EXERCISE INSTRUCTIONS
Arrange the lines below as a Markdown table, leaving out any blank lines. Use a "Row" column for the row number and a "Line" column for the line itself.

★ ★ ★ ★

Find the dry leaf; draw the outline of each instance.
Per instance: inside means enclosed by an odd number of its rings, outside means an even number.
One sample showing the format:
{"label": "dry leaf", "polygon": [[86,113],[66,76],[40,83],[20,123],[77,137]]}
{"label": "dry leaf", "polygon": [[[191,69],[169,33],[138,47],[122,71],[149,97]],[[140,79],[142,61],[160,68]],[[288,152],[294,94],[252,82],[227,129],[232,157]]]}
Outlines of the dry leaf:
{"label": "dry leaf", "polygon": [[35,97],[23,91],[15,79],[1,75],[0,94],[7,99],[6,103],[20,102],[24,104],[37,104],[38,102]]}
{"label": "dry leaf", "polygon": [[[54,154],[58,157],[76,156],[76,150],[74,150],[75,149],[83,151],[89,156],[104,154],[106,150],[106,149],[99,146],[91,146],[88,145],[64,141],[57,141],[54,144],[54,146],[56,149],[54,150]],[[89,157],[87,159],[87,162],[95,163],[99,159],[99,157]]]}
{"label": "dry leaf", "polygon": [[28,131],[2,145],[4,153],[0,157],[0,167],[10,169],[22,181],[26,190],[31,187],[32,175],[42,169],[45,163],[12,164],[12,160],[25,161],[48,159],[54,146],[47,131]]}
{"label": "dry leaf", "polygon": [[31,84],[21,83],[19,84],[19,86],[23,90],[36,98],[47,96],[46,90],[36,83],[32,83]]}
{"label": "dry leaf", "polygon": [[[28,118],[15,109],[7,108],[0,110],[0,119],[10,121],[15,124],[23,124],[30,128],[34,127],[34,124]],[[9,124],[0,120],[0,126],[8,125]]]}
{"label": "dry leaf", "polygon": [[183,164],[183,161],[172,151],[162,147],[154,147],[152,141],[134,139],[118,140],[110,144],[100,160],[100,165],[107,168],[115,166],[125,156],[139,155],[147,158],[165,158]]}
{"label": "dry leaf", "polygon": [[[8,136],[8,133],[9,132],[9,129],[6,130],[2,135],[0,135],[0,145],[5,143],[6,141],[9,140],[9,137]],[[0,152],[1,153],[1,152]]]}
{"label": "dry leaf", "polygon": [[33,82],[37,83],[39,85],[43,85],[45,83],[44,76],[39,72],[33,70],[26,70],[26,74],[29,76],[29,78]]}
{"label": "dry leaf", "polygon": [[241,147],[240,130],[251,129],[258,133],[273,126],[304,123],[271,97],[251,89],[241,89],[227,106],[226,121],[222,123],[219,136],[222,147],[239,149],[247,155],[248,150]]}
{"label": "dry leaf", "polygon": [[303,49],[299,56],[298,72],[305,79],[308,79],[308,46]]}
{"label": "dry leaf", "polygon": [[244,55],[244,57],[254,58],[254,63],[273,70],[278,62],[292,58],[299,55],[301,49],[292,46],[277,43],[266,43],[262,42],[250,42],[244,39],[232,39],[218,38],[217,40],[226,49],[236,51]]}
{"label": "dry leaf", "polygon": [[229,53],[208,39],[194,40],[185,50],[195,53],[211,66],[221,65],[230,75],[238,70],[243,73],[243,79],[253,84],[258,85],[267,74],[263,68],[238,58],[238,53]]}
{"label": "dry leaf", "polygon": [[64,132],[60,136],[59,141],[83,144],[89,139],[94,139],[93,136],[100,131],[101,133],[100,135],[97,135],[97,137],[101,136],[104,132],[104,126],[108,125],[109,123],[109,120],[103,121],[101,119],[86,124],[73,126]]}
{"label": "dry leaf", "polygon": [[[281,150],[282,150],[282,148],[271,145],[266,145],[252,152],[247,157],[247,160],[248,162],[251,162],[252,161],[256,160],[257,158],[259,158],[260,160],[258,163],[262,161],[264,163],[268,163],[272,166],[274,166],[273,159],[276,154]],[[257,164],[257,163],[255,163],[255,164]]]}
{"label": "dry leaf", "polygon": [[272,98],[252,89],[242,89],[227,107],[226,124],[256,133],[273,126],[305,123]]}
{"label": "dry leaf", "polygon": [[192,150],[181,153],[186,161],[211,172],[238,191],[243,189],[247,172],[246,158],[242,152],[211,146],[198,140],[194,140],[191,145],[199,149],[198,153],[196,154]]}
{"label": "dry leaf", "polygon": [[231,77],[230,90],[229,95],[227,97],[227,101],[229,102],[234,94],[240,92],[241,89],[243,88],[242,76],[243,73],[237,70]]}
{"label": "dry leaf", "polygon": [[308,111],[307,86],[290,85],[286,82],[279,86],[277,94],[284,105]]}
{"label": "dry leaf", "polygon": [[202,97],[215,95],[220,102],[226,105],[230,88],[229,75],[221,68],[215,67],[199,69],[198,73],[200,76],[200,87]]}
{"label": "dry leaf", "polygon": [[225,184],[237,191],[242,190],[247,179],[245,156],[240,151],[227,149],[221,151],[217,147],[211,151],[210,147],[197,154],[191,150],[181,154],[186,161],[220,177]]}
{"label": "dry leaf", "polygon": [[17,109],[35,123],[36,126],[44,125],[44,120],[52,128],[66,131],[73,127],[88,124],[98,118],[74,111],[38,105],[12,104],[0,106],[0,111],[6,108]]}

★ ★ ★ ★

EXERCISE ANSWER
| Row | Line |
|---|---|
| 1 | Find the dry leaf; draw the outline of each instance. |
| 2 | Per instance: inside means enclosed by an odd number of its rings, outside means an even number. |
| 3 | One sample showing the format: |
| 4 | {"label": "dry leaf", "polygon": [[86,113],[66,76],[40,83],[20,123],[77,137]]} |
| 5 | {"label": "dry leaf", "polygon": [[[191,69],[169,33],[138,47],[122,71],[149,97]],[[140,79],[142,61],[160,68]],[[288,152],[294,94],[252,82],[227,129],[232,157]]]} |
| 6 | Outlines of the dry leaf: |
| 7 | {"label": "dry leaf", "polygon": [[35,97],[23,91],[15,79],[1,75],[0,94],[7,99],[6,103],[20,102],[24,104],[37,104],[38,102]]} |
| 8 | {"label": "dry leaf", "polygon": [[[54,154],[58,157],[76,156],[76,150],[74,150],[75,149],[83,151],[89,156],[104,154],[106,150],[106,149],[99,146],[91,146],[88,145],[64,141],[57,141],[54,144],[54,146],[56,149],[54,150]],[[89,157],[87,159],[87,162],[95,163],[99,159],[99,157]]]} |
| 9 | {"label": "dry leaf", "polygon": [[28,131],[2,145],[4,153],[0,157],[0,167],[10,169],[22,181],[26,190],[31,187],[32,175],[42,169],[45,163],[12,164],[12,160],[25,161],[48,159],[54,146],[47,131]]} |
| 10 | {"label": "dry leaf", "polygon": [[31,84],[21,83],[19,84],[19,86],[23,90],[36,98],[47,96],[46,90],[36,83],[32,83]]} |
| 11 | {"label": "dry leaf", "polygon": [[[28,118],[15,109],[7,108],[0,110],[0,119],[10,121],[15,124],[23,124],[30,128],[34,127],[34,124]],[[9,124],[0,120],[0,126],[8,125]]]} |
| 12 | {"label": "dry leaf", "polygon": [[183,164],[183,161],[172,151],[162,147],[154,147],[152,141],[134,139],[118,140],[110,144],[100,160],[100,165],[107,168],[115,166],[125,156],[139,155],[147,158],[165,158]]} |
| 13 | {"label": "dry leaf", "polygon": [[[8,136],[8,133],[9,132],[9,129],[6,130],[2,135],[0,135],[0,145],[5,143],[6,141],[9,140],[9,137]],[[0,152],[1,153],[1,152]]]} |
| 14 | {"label": "dry leaf", "polygon": [[33,82],[37,83],[39,85],[43,85],[45,83],[44,76],[39,72],[33,70],[26,70],[26,74],[29,76],[29,78]]} |
| 15 | {"label": "dry leaf", "polygon": [[241,147],[240,130],[251,129],[258,133],[273,126],[304,123],[271,97],[251,89],[241,89],[227,106],[226,121],[222,123],[219,136],[222,147],[239,149],[247,155],[248,150]]} |
| 16 | {"label": "dry leaf", "polygon": [[303,49],[299,56],[298,72],[305,79],[308,79],[308,46]]} |
| 17 | {"label": "dry leaf", "polygon": [[244,55],[244,57],[254,58],[254,63],[273,70],[278,62],[292,58],[299,55],[301,49],[292,46],[277,43],[266,43],[262,42],[250,42],[244,39],[232,39],[218,38],[217,40],[226,49],[236,51]]} |
| 18 | {"label": "dry leaf", "polygon": [[229,53],[208,39],[194,40],[185,50],[195,53],[211,66],[221,65],[230,75],[238,70],[243,73],[243,79],[253,84],[258,85],[267,74],[263,68],[238,58],[238,53]]} |
| 19 | {"label": "dry leaf", "polygon": [[64,132],[60,136],[59,141],[83,144],[89,139],[94,139],[93,136],[100,131],[101,133],[100,135],[97,135],[97,137],[101,136],[104,132],[104,126],[108,125],[109,123],[109,120],[103,121],[101,119],[86,124],[73,126]]} |
| 20 | {"label": "dry leaf", "polygon": [[[281,150],[282,150],[282,148],[271,145],[266,145],[252,152],[247,157],[247,160],[248,162],[251,162],[252,161],[256,160],[257,158],[259,158],[260,160],[258,163],[262,161],[264,163],[268,163],[272,166],[274,166],[273,159],[276,154]],[[257,164],[257,163],[255,163],[255,164]]]} |
| 21 | {"label": "dry leaf", "polygon": [[272,98],[252,89],[242,89],[227,107],[226,124],[256,133],[273,126],[305,123]]} |
| 22 | {"label": "dry leaf", "polygon": [[192,150],[181,153],[186,161],[211,172],[238,191],[243,189],[247,172],[246,158],[242,152],[211,146],[198,140],[194,140],[191,145],[199,149],[198,153],[196,154]]} |
| 23 | {"label": "dry leaf", "polygon": [[231,77],[230,90],[229,95],[227,97],[227,101],[229,102],[234,94],[240,92],[241,89],[243,88],[242,76],[243,73],[237,70]]} |
| 24 | {"label": "dry leaf", "polygon": [[308,111],[307,86],[290,85],[286,82],[279,86],[277,94],[284,105]]} |
| 25 | {"label": "dry leaf", "polygon": [[202,97],[215,95],[220,102],[226,105],[230,88],[229,75],[221,68],[215,67],[199,69],[198,73],[200,76],[200,87]]} |
| 26 | {"label": "dry leaf", "polygon": [[225,184],[237,191],[242,190],[247,179],[245,156],[240,151],[227,149],[221,151],[217,147],[211,151],[210,147],[197,154],[191,150],[181,154],[186,161],[220,177]]} |
| 27 | {"label": "dry leaf", "polygon": [[17,109],[35,123],[36,126],[44,125],[44,120],[52,128],[66,131],[73,127],[88,124],[98,118],[74,111],[38,105],[12,104],[0,106],[0,111],[6,108]]} |